#### [WHAT IS ASKED]
Reproduce, word for word, the passage of the GTO racing mods thread below that opens with the words containing "im getting a" and closes with "the road course.".

#### [EXTRACT TO READ]
- - - - - - -

# Mods for track/racing?



## MonsterInProgress (Mar 27, 2006)

im getting a goat in a few months.....and am trying to get all the parts i want listed and priced out so i know what im doing when i get the car.
the GTO is one of the few cars im not familiar with when it comes to aftermarket parts.

when i get this GTO i will be using it as a daily driver.....but ont he weekends....ill be at the drag strip and possibly on the road course.

my question is....what mods should i look into as far as suspension to keep all my power where it is....
ill be doing MOSTLY quarter mile runs also.
Ill be gettin some Nitto Drag Radials im sure..

THANKS!!


----------



## MonsterInProgress (Mar 27, 2006)

nobody....?


----------



## Verdoro 68 (Dec 27, 2005)

Drag radials for sure. I've been hobbling along on stock tires at the strip for over a year now. I'm long overdue for a set of DRs, but I find it kind of a fun challenge to get a decent 60' out of stock tires.

Depending on how much road racing you plan to do, the Pedders Street II, Track I or Track II packages should get you covered. I have the Street II on mine. Made a world of difference, but if I was road racing I'd have probably gone with big bore rear shocks, drop springs and sway bar bushings.


----------



## speedwrenchx10 (May 6, 2006)

Daily driver and racer calls for a back up to get to work if needed.Road racing can be costly on brakes and suspension.The brake fluid and hydrolic clutch system will need maintained after road racing.There are clutch system upgrade parts for road racing you may look into and dont forget different alignment for daily driving and racing.It would be great to have a herd of goatsarty:


----------



## MonsterInProgress (Mar 27, 2006)

lemme restate my uses

5 days out of the week will be daily driving for school and friends houses and simpel things as that.

weekends...probably twice a month ill be at the Drag strip....im99% sure ill be doing only quarter miles instead of courses now that i think about it.

and maybe kicking some honda civics asses on the public roads  

so i know ill do some Drag radials...but how about my suspension...what should i do. i know i want to lower a inch or so.


----------



## Verdoro 68 (Dec 27, 2005)

Pedders Serious Street or Pedders Track II 1/2" Rear 1" Front Drop


----------



## MonsterInProgress (Mar 27, 2006)

i dont wanna be spending that much right now lol.

ill have about 5K to spend on wheels/tires suspension and maybe some exterior accessories.


----------

- - - - - - -

#### [LISTED ENTRIES]
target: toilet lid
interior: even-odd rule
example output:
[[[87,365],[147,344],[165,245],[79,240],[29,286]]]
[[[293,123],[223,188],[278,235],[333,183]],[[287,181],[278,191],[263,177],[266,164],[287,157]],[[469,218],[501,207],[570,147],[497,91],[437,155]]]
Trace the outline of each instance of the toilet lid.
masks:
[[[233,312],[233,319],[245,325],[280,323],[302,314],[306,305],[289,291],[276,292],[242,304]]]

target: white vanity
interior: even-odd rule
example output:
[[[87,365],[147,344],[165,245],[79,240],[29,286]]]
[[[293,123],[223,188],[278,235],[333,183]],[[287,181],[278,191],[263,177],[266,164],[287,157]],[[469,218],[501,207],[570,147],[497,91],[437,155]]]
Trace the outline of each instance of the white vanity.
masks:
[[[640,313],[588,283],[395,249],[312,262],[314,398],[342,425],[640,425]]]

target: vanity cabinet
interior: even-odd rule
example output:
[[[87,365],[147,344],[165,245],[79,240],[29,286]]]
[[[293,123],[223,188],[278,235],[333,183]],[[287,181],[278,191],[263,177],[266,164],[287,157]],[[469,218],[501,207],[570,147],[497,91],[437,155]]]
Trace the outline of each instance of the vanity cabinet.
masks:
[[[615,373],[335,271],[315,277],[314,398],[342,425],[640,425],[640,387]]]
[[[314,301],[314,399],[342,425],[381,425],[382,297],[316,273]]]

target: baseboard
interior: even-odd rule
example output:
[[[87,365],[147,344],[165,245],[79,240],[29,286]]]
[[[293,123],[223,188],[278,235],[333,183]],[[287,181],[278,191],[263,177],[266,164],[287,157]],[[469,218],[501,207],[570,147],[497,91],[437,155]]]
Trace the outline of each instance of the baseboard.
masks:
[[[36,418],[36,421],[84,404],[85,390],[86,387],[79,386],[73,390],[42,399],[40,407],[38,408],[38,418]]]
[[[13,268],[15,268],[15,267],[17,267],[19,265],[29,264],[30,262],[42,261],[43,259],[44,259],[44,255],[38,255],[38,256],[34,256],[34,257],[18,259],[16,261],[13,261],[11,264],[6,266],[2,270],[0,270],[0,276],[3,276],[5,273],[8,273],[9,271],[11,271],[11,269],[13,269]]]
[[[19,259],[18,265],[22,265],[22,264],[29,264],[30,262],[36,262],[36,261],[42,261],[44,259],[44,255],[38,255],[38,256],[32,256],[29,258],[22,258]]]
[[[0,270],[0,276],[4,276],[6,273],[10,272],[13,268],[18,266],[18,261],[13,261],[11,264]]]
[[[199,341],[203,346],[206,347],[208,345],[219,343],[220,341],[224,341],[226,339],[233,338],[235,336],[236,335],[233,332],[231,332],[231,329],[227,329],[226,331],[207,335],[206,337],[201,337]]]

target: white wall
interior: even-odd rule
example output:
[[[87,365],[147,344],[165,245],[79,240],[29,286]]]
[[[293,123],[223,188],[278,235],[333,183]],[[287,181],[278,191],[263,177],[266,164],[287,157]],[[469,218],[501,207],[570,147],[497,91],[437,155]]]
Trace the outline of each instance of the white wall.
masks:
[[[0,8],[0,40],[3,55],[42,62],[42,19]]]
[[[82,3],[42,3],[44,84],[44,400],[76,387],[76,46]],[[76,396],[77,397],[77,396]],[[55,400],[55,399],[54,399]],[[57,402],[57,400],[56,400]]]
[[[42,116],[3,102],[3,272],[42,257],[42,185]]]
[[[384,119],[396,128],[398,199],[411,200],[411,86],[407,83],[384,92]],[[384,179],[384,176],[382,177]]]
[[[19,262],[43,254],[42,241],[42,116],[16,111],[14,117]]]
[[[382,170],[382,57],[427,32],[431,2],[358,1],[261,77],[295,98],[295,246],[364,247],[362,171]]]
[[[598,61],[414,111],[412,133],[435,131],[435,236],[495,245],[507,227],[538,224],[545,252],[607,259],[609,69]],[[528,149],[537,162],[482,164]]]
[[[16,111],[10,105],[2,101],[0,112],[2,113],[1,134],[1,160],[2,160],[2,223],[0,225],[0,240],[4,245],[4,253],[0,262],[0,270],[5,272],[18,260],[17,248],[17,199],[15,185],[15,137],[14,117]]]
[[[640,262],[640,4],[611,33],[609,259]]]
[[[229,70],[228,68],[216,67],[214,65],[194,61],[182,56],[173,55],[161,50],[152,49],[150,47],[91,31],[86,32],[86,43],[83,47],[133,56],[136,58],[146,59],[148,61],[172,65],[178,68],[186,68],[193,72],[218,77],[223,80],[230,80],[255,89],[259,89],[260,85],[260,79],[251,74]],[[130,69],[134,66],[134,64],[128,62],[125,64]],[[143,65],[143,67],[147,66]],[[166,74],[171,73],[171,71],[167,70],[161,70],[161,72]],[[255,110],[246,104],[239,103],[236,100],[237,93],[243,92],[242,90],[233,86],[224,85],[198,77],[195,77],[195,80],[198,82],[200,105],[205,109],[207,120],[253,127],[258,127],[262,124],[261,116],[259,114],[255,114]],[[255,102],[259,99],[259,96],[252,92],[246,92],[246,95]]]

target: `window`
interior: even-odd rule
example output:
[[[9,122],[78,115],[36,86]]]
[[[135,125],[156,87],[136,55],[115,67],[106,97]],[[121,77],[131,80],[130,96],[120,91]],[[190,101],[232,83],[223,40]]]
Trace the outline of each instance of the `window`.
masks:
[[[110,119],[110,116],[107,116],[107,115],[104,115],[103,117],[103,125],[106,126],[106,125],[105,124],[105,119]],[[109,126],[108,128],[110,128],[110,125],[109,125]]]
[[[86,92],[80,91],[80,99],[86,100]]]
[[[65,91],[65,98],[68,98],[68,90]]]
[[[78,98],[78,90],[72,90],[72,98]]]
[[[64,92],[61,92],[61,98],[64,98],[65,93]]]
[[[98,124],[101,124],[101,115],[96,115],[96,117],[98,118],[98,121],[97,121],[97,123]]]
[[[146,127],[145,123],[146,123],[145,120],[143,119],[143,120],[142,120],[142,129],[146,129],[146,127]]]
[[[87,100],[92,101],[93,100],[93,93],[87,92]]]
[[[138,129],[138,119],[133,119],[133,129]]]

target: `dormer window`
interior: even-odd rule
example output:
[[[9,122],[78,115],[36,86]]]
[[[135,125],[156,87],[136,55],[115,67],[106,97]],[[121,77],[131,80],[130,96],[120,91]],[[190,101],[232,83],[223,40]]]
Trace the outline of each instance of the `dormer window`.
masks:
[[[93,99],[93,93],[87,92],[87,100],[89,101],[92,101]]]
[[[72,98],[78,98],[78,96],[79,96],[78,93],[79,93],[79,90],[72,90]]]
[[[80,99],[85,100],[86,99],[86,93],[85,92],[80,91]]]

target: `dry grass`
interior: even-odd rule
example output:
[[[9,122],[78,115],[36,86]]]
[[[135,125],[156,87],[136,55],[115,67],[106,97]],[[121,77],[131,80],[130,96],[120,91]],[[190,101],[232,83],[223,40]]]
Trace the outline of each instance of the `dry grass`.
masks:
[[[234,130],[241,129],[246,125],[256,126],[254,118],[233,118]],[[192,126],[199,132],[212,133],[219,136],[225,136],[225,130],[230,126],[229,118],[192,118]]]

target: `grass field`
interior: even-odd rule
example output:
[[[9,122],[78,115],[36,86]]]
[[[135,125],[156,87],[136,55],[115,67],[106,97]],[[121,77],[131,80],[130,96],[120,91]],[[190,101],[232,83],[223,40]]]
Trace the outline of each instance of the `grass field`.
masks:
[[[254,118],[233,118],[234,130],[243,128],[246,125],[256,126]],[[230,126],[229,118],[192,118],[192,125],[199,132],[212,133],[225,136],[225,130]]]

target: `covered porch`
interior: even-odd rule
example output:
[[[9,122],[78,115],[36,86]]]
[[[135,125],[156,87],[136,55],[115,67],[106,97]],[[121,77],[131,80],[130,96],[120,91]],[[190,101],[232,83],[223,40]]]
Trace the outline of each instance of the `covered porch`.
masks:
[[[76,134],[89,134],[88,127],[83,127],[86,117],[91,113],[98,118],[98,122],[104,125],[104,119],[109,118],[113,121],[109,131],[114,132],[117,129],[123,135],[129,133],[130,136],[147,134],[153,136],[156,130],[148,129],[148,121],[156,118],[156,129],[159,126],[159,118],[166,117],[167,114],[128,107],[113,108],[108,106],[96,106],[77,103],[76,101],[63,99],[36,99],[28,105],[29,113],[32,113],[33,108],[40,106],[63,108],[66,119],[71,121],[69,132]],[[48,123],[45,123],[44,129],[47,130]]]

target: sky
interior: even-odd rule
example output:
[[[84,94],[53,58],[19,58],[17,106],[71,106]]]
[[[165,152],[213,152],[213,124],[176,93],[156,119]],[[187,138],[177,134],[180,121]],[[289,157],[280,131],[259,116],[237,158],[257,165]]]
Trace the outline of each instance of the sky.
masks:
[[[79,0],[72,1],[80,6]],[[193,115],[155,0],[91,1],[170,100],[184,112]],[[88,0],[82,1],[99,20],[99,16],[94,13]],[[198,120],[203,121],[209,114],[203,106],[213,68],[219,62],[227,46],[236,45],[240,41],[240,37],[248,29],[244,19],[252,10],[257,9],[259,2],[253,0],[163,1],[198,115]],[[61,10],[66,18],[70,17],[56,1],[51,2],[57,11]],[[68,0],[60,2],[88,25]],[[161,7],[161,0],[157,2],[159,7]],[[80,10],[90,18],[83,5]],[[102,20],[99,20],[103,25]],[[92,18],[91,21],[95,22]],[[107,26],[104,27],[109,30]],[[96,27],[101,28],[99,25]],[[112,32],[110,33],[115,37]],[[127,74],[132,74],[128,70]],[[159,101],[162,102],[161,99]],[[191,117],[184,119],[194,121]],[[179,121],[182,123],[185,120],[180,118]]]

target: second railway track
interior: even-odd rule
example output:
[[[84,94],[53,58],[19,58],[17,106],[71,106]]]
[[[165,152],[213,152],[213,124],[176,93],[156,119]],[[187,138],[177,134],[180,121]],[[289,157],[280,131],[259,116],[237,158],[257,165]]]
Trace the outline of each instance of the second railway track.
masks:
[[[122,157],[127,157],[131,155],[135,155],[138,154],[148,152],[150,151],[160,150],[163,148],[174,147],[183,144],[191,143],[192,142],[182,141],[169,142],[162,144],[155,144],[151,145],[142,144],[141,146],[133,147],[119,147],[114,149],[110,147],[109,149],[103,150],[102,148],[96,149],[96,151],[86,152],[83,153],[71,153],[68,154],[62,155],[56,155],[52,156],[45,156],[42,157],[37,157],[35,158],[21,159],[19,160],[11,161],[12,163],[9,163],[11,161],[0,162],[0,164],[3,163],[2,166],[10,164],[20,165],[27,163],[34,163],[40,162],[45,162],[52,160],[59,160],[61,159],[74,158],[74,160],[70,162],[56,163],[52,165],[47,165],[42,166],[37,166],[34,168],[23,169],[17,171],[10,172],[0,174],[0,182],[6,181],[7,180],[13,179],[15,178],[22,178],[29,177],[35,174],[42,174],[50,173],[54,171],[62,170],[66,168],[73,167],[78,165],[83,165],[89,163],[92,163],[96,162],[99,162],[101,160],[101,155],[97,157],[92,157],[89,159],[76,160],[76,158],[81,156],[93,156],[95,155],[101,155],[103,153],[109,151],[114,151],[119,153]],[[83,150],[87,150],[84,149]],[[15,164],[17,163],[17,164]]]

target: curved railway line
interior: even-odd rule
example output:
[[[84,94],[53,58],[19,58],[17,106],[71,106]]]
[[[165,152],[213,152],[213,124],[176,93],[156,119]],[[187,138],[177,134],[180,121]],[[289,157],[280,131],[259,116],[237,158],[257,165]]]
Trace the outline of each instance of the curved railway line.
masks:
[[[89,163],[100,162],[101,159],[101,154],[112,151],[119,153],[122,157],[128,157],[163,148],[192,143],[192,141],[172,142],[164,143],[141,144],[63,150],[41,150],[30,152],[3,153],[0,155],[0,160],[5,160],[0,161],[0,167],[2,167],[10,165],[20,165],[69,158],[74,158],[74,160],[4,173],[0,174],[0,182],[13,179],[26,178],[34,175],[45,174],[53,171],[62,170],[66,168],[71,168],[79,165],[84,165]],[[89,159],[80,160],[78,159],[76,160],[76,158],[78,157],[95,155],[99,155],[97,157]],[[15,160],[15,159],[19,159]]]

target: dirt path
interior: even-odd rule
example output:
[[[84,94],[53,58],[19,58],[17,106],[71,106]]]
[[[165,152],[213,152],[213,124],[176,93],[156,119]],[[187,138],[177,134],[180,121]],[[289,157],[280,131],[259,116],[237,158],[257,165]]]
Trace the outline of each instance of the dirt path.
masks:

- - - - - - -

#### [EXERCISE RESPONSE]
im getting a goat in a few months.....and am trying to get all the parts i want listed and priced out so i know what im doing when i get the car.
the GTO is one of the few cars im not familiar with when it comes to aftermarket parts.

when i get this GTO i will be using it as a daily driver.....but ont he weekends....ill be at the drag strip and possibly on the road course.